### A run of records
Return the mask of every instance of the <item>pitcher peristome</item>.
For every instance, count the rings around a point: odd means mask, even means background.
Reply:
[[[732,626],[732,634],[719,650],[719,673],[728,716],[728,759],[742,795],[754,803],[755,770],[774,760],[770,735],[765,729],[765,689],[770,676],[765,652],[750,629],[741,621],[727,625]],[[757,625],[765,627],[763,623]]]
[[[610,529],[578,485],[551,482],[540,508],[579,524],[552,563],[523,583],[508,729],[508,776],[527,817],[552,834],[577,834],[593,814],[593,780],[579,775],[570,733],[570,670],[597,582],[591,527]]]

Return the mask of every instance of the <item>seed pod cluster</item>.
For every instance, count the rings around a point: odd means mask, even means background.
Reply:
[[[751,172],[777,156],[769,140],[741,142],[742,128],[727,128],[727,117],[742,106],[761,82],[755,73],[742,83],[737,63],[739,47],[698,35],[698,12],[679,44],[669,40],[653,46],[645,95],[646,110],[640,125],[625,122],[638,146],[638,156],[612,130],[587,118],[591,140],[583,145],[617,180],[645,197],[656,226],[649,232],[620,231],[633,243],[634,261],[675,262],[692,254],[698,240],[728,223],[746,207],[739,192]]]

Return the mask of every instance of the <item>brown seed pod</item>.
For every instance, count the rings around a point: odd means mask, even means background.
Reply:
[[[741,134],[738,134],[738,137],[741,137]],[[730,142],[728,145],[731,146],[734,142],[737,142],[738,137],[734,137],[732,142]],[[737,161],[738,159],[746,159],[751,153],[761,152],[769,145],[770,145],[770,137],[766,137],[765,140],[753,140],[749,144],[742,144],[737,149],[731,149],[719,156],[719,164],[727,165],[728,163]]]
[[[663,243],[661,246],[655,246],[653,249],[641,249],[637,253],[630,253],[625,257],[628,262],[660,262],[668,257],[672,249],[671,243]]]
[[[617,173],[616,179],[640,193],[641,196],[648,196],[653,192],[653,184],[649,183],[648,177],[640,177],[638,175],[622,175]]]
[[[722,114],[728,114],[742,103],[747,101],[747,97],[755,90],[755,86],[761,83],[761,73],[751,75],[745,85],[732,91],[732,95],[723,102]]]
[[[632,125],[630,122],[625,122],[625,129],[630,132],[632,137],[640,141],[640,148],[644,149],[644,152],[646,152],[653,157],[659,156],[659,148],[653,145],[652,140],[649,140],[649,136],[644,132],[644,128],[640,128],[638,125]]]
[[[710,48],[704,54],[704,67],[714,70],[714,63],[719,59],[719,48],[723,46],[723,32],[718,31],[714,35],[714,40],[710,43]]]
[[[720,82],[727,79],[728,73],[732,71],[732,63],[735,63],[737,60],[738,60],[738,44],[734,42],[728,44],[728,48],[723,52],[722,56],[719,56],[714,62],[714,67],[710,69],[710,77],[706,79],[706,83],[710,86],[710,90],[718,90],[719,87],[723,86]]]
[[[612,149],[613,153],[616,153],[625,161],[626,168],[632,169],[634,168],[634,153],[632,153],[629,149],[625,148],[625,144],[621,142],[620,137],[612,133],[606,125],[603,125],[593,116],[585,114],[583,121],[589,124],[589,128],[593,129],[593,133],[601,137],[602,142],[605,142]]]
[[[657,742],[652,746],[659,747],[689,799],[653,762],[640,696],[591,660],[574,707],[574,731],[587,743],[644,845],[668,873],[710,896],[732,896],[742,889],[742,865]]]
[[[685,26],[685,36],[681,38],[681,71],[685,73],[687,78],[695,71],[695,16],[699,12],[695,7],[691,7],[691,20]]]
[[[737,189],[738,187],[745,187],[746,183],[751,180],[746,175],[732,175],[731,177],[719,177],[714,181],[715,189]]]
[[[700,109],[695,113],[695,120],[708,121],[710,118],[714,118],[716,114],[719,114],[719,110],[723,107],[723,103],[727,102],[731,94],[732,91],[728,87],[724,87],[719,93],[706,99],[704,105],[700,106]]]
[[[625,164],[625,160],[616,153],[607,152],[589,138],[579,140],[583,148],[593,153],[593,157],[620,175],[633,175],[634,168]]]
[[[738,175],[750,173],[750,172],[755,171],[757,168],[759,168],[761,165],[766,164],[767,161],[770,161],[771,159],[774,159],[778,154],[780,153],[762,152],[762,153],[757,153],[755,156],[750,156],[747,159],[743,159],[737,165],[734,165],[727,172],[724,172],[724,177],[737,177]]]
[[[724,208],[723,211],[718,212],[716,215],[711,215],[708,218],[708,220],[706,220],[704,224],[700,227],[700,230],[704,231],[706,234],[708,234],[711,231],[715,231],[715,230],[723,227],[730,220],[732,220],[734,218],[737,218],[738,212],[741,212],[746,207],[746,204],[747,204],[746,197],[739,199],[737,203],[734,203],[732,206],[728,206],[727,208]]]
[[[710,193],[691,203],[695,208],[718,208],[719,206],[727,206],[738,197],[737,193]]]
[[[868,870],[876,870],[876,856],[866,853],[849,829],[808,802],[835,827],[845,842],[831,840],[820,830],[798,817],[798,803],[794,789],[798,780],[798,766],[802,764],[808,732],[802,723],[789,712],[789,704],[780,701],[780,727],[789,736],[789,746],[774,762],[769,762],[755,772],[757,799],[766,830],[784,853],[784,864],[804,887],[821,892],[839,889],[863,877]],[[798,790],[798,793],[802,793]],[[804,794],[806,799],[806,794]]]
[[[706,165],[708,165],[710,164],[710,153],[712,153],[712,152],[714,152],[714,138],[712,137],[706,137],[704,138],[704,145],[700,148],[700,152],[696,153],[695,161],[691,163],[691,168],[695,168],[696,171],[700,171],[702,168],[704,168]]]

### WHAT YOU SHOULD DO
Repeat every line of the data, exactly and in full.

### EXERCISE ANSWER
Return the mask of every instance of the <item>pitcher peristome</item>.
For every instance, count the rings around a point: odd means mask, even means background.
Reply:
[[[732,626],[732,634],[719,650],[719,673],[728,716],[728,759],[742,795],[754,803],[755,770],[774,760],[770,735],[765,729],[765,689],[770,676],[765,652],[750,629],[741,621],[727,625]],[[757,625],[765,627],[763,623]]]
[[[610,529],[578,485],[551,482],[540,508],[579,524],[552,563],[523,583],[508,729],[508,776],[527,817],[552,834],[577,834],[593,814],[593,780],[579,775],[570,733],[570,670],[597,582],[591,527]]]

Return the mask of every instance of the <item>seed pod cluster</item>.
For every instance, count the rings around a point: odd means mask, even means background.
Reply:
[[[751,172],[777,156],[769,140],[741,142],[742,128],[727,128],[727,117],[742,106],[761,82],[755,73],[742,83],[737,63],[739,47],[698,35],[698,12],[679,44],[669,40],[653,46],[645,95],[646,110],[640,125],[625,122],[638,146],[638,156],[612,130],[587,118],[591,140],[583,145],[617,180],[645,197],[656,226],[649,232],[620,231],[633,243],[634,261],[675,262],[692,254],[698,240],[728,223],[746,207],[739,192]]]

Return the mask of every instance of the <item>brown seed pod</item>.
For every instance, count the rings around a point: odd means mask, even means background.
Reply:
[[[741,134],[738,134],[738,137],[741,137]],[[730,142],[728,145],[731,146],[734,142],[737,142],[738,137],[734,137],[732,142]],[[737,161],[738,159],[746,159],[751,153],[761,152],[769,145],[770,145],[770,137],[766,137],[765,140],[753,140],[749,144],[742,144],[737,149],[731,149],[719,156],[719,164],[727,165],[728,163]]]
[[[663,243],[661,246],[655,246],[653,249],[641,249],[637,253],[630,253],[625,257],[628,262],[660,262],[668,257],[672,249],[671,243]]]
[[[617,173],[616,179],[640,193],[641,196],[648,196],[653,192],[653,184],[649,183],[648,177],[640,177],[638,175],[622,175]]]
[[[722,114],[728,114],[742,103],[747,101],[747,97],[755,90],[755,86],[761,83],[761,73],[751,75],[745,85],[732,91],[732,95],[723,102]]]
[[[632,125],[630,122],[625,122],[625,129],[630,132],[632,137],[640,141],[640,148],[644,149],[644,152],[646,152],[653,157],[659,156],[659,148],[653,145],[652,140],[649,140],[649,136],[644,132],[644,128],[640,128],[638,125]]]
[[[710,48],[704,54],[704,67],[714,70],[714,63],[719,59],[719,48],[723,46],[723,32],[718,31],[714,35],[714,40],[710,43]]]
[[[720,82],[727,79],[728,73],[732,71],[732,63],[735,63],[737,60],[738,60],[738,44],[734,42],[728,44],[728,48],[723,52],[722,56],[719,56],[714,62],[714,67],[710,69],[710,77],[706,79],[706,83],[710,86],[710,90],[718,90],[719,87],[723,86]]]
[[[612,149],[613,153],[616,153],[625,161],[626,168],[632,169],[634,168],[634,153],[632,153],[629,149],[625,148],[625,144],[621,142],[620,137],[612,133],[606,125],[603,125],[593,116],[585,114],[583,121],[589,124],[589,128],[593,129],[593,133],[601,137],[602,142],[605,142]]]
[[[657,742],[652,746],[659,747],[689,799],[653,762],[640,696],[591,660],[574,707],[574,731],[587,743],[644,845],[668,873],[710,896],[732,896],[742,889],[742,865]]]
[[[685,26],[685,36],[681,38],[681,71],[685,73],[687,78],[695,71],[695,16],[699,12],[695,7],[691,7],[691,20]]]
[[[737,189],[738,187],[745,187],[746,183],[751,180],[746,175],[732,175],[731,177],[719,177],[714,181],[715,189]]]
[[[700,109],[695,113],[695,120],[708,121],[710,118],[714,118],[716,114],[719,114],[719,110],[723,107],[723,103],[727,102],[731,94],[732,91],[728,87],[724,87],[719,93],[706,99],[704,105],[700,106]]]
[[[625,164],[625,160],[616,153],[607,152],[589,138],[579,140],[583,148],[593,153],[593,157],[620,175],[633,175],[634,168]]]
[[[738,175],[750,173],[750,172],[755,171],[757,168],[759,168],[761,165],[766,164],[767,161],[770,161],[771,159],[774,159],[778,154],[780,153],[762,152],[762,153],[757,153],[755,156],[750,156],[747,159],[743,159],[737,165],[734,165],[727,172],[724,172],[724,177],[737,177]]]
[[[724,208],[723,211],[718,212],[716,215],[711,215],[708,218],[708,220],[706,220],[704,224],[700,227],[700,230],[704,231],[706,234],[708,234],[711,231],[715,231],[715,230],[723,227],[730,220],[732,220],[734,218],[737,218],[738,212],[741,212],[746,207],[746,204],[747,204],[746,197],[739,199],[737,203],[734,203],[732,206],[728,206],[727,208]]]
[[[710,193],[691,203],[695,208],[718,208],[719,206],[727,206],[738,197],[737,193]]]
[[[868,870],[876,870],[876,856],[866,853],[849,829],[808,802],[835,827],[845,842],[831,840],[820,830],[798,817],[798,803],[794,789],[798,780],[798,766],[802,764],[808,732],[802,723],[789,712],[789,704],[780,701],[780,727],[789,736],[789,746],[774,762],[769,762],[755,772],[757,799],[766,830],[784,853],[784,864],[804,887],[821,892],[839,889],[863,877]],[[798,790],[798,793],[802,793]],[[804,794],[806,799],[806,794]]]
[[[706,165],[708,165],[710,164],[710,153],[712,153],[712,152],[714,152],[714,138],[712,137],[706,137],[704,138],[704,145],[700,148],[700,152],[696,153],[695,161],[691,163],[691,168],[695,168],[696,171],[700,171],[702,168],[704,168]]]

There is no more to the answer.